→ **Your task**
Return every line from the one with "One marker per instance, like [514,243]." through the one with "One marker per instance, like [43,126].", inclusive, exactly as it appears below.
━━━━━ Record excerpts ━━━━━
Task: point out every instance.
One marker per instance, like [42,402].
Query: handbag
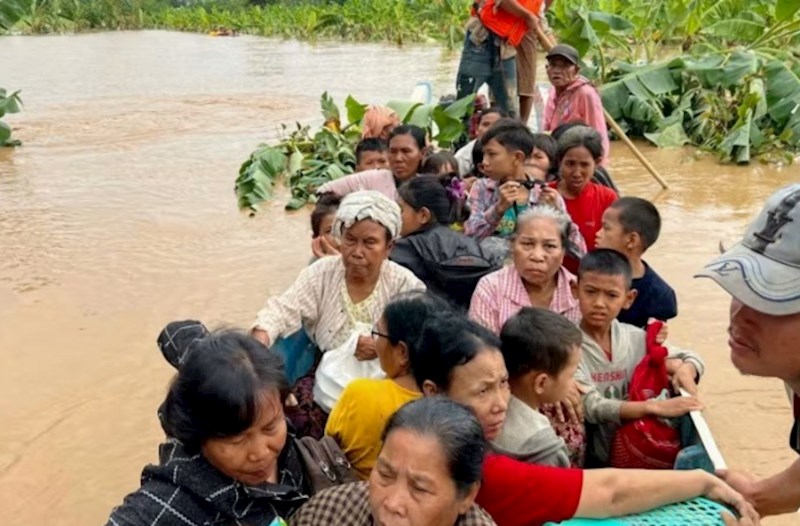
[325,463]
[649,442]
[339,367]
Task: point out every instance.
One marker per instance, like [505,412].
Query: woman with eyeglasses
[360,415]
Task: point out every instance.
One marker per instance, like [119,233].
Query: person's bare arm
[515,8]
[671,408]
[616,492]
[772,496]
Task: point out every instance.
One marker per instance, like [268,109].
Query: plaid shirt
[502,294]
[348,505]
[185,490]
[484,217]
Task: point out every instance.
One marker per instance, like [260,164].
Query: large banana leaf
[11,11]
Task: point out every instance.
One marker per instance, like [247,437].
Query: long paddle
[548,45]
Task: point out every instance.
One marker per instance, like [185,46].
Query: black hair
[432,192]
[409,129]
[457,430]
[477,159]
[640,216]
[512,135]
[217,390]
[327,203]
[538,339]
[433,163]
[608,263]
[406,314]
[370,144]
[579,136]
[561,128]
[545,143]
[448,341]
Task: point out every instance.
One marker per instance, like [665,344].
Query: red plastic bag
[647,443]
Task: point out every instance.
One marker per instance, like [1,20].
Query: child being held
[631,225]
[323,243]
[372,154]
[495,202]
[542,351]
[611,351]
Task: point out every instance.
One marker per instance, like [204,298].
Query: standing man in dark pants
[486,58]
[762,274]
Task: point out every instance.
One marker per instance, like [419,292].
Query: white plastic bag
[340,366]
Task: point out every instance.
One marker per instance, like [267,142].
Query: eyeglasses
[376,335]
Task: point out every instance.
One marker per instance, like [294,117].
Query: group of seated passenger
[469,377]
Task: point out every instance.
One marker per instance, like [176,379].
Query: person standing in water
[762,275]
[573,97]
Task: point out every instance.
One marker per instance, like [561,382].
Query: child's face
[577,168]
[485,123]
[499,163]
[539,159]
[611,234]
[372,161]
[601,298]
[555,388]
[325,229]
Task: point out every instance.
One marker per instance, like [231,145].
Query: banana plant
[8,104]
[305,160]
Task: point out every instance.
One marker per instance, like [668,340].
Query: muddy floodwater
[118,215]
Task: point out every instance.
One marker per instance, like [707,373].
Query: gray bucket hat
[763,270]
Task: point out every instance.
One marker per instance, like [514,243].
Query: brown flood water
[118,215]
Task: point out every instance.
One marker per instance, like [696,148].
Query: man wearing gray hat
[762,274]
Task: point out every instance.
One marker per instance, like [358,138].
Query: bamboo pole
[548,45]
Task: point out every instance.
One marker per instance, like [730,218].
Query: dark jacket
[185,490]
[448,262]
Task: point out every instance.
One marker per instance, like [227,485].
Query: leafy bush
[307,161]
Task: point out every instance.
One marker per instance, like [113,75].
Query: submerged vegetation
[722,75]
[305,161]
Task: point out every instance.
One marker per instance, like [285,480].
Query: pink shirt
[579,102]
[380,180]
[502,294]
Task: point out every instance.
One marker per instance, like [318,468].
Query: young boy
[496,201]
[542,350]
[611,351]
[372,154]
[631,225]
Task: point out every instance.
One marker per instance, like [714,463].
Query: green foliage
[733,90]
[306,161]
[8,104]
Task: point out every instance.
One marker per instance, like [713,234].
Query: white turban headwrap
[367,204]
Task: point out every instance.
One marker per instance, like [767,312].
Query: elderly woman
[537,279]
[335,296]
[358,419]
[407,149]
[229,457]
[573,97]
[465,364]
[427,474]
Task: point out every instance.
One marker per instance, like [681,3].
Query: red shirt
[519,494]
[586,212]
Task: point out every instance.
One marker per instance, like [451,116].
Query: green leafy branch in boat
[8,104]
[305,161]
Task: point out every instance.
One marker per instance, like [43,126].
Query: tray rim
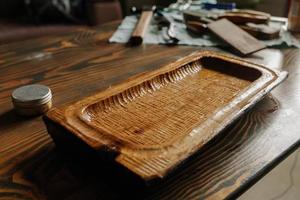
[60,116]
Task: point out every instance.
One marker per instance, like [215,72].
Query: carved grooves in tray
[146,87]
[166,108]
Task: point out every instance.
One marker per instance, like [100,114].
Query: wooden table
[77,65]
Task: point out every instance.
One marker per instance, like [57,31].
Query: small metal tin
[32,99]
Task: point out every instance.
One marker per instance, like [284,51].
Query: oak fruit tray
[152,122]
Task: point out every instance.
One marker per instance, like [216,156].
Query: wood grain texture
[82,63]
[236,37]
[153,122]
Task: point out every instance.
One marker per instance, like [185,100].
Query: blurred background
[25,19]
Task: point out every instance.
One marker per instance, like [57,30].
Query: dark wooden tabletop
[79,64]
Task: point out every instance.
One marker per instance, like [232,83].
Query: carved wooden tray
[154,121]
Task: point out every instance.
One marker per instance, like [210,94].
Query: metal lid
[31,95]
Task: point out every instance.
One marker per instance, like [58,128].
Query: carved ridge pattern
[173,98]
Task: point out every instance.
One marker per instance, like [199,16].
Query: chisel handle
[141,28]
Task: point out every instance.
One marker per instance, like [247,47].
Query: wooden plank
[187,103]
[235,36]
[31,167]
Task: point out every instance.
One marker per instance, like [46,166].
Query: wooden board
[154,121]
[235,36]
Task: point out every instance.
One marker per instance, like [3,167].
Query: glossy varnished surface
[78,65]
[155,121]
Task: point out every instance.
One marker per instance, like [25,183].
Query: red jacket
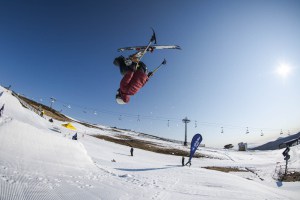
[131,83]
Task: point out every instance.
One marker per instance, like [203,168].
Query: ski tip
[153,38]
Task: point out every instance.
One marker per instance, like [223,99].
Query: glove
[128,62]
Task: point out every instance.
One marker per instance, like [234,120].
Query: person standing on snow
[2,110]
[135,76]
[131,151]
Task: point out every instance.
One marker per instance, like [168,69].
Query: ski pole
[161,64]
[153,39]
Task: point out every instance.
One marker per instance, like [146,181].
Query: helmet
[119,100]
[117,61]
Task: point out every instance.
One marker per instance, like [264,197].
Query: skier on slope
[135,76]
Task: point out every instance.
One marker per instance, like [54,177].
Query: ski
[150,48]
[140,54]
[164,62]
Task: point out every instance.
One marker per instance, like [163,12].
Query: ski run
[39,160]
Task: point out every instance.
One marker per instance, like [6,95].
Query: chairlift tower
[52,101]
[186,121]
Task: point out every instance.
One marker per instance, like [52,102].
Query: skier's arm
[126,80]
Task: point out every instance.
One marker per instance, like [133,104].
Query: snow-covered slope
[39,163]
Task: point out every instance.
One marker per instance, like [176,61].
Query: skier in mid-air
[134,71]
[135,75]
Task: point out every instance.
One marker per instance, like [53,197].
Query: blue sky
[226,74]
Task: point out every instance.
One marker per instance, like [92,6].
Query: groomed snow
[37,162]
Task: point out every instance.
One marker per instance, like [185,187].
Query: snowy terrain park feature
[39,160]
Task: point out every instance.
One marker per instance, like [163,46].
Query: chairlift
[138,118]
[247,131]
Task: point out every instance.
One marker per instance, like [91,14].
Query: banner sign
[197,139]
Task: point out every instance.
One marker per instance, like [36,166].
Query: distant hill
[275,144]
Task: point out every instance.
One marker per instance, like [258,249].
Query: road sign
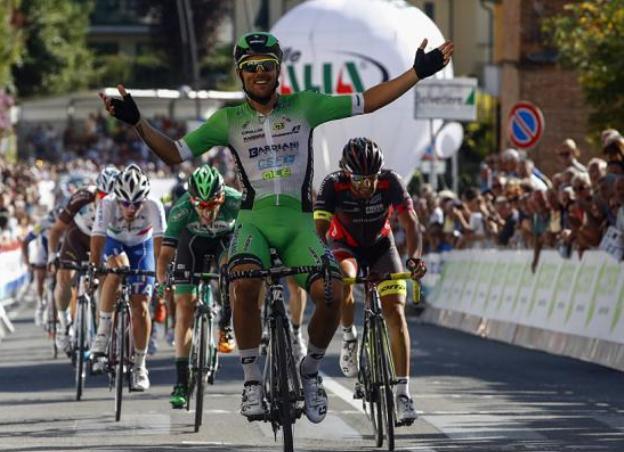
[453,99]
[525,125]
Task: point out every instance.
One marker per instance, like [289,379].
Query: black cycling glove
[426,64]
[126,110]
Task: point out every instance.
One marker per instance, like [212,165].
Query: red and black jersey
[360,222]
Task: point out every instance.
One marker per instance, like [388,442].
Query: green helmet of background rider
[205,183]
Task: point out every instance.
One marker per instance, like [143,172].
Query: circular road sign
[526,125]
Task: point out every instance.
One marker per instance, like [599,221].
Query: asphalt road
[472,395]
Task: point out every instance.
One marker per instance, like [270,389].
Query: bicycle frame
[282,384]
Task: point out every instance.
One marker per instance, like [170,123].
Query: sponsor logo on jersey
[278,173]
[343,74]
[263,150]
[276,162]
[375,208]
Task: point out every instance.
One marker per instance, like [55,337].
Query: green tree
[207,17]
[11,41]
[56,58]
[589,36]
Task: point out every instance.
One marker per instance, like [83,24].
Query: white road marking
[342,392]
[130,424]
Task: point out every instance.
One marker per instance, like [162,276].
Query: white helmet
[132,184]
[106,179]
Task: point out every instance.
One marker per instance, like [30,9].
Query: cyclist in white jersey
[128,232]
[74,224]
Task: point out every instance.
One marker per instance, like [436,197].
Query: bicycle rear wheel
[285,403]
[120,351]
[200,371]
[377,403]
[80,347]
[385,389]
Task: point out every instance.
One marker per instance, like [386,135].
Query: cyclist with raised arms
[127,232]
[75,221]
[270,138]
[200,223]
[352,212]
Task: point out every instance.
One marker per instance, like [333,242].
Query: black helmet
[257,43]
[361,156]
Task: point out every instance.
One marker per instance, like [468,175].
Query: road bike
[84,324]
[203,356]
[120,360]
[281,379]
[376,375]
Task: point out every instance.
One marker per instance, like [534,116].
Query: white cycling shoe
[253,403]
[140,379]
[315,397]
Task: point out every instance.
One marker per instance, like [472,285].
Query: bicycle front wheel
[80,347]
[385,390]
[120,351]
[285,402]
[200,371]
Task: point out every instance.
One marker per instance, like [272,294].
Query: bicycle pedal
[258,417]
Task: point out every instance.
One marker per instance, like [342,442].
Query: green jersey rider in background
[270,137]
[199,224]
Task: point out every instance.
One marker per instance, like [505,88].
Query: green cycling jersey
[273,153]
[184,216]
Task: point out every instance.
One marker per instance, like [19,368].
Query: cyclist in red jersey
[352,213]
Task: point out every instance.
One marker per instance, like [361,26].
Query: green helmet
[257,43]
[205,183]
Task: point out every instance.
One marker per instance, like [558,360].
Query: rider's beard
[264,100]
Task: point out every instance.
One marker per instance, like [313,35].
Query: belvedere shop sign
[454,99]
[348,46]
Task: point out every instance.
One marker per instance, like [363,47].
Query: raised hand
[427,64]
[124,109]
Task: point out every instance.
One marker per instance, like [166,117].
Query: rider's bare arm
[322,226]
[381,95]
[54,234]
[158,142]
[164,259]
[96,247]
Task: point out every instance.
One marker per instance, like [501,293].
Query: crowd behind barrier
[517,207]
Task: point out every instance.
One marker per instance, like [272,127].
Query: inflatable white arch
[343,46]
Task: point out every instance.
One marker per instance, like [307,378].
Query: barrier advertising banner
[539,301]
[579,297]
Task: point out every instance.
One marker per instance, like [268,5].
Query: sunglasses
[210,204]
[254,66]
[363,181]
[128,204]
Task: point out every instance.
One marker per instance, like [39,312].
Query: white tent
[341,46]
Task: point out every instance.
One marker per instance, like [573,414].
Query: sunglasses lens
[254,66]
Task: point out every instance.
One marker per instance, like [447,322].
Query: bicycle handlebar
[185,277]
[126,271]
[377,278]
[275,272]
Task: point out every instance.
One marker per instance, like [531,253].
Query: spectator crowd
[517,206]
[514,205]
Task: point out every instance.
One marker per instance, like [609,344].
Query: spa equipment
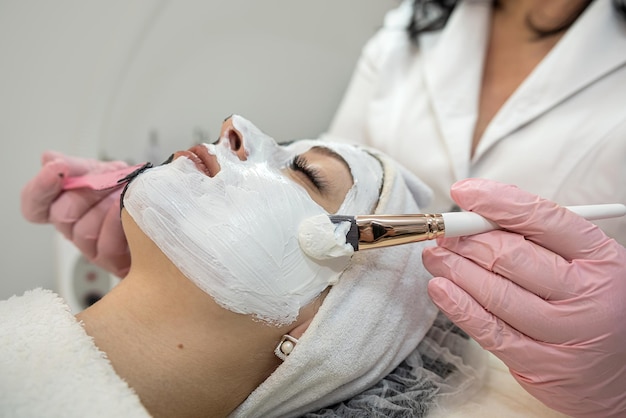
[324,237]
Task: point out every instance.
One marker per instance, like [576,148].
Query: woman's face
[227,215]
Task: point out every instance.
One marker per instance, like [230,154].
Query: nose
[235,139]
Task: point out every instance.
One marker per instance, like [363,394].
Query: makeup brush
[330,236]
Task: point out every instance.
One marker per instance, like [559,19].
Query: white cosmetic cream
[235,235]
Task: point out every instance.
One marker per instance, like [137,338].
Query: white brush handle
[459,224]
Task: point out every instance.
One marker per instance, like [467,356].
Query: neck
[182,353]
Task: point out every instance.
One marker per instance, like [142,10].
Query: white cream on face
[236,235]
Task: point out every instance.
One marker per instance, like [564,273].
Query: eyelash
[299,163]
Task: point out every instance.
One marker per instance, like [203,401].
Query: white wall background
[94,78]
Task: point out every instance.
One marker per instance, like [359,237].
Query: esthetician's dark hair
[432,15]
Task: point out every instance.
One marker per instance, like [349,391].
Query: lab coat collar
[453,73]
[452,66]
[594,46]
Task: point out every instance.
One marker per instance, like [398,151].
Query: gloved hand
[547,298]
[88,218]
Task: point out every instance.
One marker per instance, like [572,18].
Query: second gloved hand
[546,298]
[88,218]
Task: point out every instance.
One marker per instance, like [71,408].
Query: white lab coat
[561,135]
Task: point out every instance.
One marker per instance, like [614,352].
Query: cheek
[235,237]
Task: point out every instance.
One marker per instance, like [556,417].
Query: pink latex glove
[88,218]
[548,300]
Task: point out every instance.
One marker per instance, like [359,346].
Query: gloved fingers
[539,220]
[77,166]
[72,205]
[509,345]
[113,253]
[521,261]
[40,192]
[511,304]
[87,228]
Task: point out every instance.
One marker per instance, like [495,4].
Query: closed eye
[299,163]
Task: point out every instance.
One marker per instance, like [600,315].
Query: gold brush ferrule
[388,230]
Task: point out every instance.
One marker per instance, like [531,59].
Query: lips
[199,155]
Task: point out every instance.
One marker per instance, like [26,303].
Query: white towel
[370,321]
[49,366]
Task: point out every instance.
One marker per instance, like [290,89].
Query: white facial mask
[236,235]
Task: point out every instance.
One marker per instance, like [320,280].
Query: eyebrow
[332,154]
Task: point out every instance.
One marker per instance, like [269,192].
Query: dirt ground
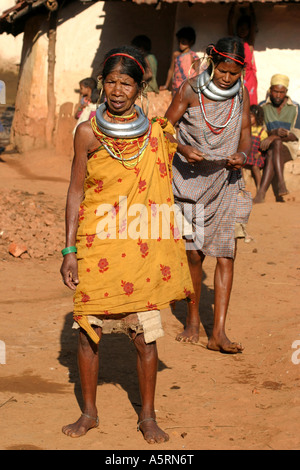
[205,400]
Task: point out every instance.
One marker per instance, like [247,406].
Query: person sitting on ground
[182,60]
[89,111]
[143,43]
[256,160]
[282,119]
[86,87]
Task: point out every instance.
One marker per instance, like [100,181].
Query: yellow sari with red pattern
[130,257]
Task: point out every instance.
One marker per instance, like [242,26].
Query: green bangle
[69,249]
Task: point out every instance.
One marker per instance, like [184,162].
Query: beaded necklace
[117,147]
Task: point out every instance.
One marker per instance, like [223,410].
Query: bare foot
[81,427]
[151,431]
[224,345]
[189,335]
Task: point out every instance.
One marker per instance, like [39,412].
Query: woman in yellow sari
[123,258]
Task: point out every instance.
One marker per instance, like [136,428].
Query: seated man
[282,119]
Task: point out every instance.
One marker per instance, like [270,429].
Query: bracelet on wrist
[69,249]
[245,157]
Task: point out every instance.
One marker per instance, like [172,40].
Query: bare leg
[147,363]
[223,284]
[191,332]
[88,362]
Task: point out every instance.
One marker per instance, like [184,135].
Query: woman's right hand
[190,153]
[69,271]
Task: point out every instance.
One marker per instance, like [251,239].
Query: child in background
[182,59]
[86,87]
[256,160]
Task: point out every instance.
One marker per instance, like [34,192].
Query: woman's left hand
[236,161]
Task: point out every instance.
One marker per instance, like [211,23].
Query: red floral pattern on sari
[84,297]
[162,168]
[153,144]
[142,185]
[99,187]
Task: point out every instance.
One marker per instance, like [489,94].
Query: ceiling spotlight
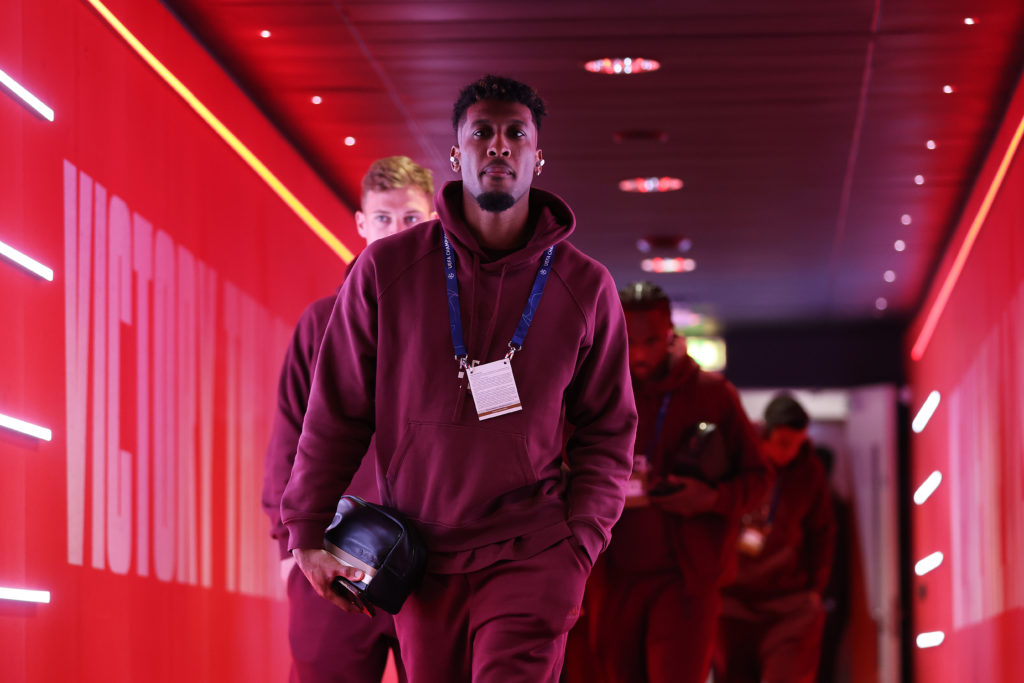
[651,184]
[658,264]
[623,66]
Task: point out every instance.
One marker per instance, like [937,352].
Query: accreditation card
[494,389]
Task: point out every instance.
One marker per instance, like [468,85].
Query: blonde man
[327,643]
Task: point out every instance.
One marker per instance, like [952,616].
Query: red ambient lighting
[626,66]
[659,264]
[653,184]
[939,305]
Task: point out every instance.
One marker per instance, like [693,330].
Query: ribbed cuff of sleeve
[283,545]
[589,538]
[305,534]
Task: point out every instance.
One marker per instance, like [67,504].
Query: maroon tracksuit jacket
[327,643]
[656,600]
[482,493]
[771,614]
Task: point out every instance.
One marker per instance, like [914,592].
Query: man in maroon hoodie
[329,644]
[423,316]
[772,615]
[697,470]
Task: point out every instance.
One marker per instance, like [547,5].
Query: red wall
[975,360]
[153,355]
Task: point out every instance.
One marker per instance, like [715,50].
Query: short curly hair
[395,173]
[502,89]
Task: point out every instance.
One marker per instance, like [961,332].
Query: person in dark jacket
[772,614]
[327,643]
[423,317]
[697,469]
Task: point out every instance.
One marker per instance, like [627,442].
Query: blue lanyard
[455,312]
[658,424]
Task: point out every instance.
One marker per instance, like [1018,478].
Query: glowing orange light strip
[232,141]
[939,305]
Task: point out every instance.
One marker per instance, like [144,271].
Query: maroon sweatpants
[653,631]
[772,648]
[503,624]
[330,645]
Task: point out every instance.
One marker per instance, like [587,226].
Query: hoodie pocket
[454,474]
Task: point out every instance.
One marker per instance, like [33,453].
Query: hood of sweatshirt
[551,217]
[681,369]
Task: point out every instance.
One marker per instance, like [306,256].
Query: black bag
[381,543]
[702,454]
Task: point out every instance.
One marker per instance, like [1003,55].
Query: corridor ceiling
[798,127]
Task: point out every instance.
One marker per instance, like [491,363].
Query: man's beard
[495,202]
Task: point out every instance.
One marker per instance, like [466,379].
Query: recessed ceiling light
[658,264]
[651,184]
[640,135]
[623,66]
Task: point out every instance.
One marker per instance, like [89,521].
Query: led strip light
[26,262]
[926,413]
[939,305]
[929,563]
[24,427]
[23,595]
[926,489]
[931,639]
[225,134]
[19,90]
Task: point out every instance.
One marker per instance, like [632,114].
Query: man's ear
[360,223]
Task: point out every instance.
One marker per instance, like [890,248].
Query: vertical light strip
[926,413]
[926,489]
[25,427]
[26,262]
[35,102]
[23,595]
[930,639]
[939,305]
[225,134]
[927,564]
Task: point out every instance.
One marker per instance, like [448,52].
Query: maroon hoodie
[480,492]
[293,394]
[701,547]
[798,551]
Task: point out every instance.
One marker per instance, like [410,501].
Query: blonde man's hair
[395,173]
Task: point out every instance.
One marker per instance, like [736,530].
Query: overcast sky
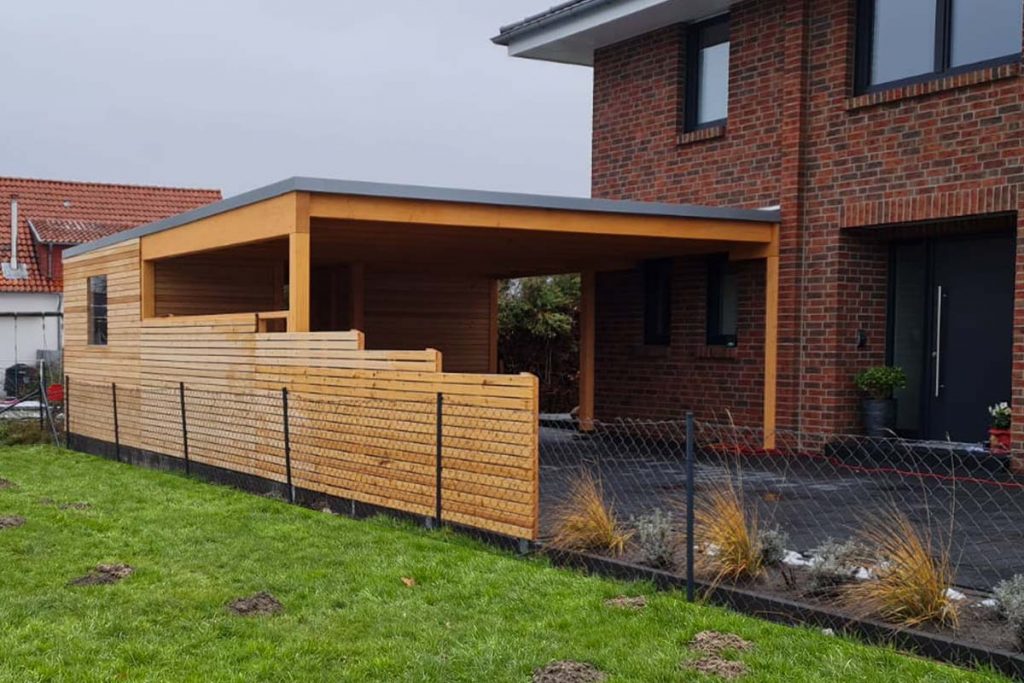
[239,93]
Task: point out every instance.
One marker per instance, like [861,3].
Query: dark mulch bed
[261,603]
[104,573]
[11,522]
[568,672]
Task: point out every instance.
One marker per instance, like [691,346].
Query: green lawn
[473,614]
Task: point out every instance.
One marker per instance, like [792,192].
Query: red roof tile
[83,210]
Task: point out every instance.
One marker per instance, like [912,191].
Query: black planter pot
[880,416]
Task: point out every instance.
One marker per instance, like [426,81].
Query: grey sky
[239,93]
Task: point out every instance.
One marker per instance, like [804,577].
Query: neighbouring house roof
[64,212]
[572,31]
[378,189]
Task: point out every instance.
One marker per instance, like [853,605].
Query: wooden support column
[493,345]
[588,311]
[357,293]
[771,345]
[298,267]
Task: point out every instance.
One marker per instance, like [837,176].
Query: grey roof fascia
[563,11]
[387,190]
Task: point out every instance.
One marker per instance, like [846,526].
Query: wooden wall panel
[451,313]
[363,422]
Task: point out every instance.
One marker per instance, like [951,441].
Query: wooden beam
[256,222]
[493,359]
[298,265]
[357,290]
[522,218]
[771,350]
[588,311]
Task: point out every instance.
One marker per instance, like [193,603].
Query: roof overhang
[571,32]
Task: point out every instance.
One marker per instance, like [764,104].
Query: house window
━━━━━
→ **Exercise response**
One marker per instance, like [514,243].
Query: brown flood water
[118,215]
Task: point out every instance.
One marker per instance, like [696,148].
Query: man wearing gray hat
[762,274]
Task: point out every instance.
One marker per instance, like [358,138].
Query: bamboo pole
[548,45]
Task: point out every instance.
One marker per instance, like [730,218].
Query: dark jacket
[185,490]
[448,262]
Task: point out every instance.
One marker per instance, like [227,485].
Query: leafy bush
[307,161]
Task: point out every instance.
One marker per instance, like [113,75].
Query: submerged vegetation
[722,75]
[305,161]
Task: point out every instance.
One marker per instance, like [285,480].
Query: pink shirt
[579,102]
[380,180]
[502,294]
Task: point out every instance.
One marker per instance, like [318,468].
Query: young boy
[496,201]
[542,350]
[611,351]
[372,154]
[631,225]
Task: point out every instance.
One marker per instance, like [714,463].
Query: green foliage
[733,90]
[306,161]
[8,104]
Task: point out every instance.
One marker per instance, like [713,234].
Query: white turban headwrap
[367,204]
Task: point out every instance.
One marker per instance, like [767,312].
Query: elderly woman
[537,279]
[335,296]
[358,419]
[407,149]
[229,457]
[573,97]
[465,364]
[427,474]
Task: point out every instance.
One marker per instance, like [681,3].
Query: red shirt
[519,494]
[586,212]
Task: point out every instance.
One marker per instance, like [451,116].
Query: green leafy branch in boat
[8,104]
[305,161]
Task: point out every instance.
One marker per instance, like [43,126].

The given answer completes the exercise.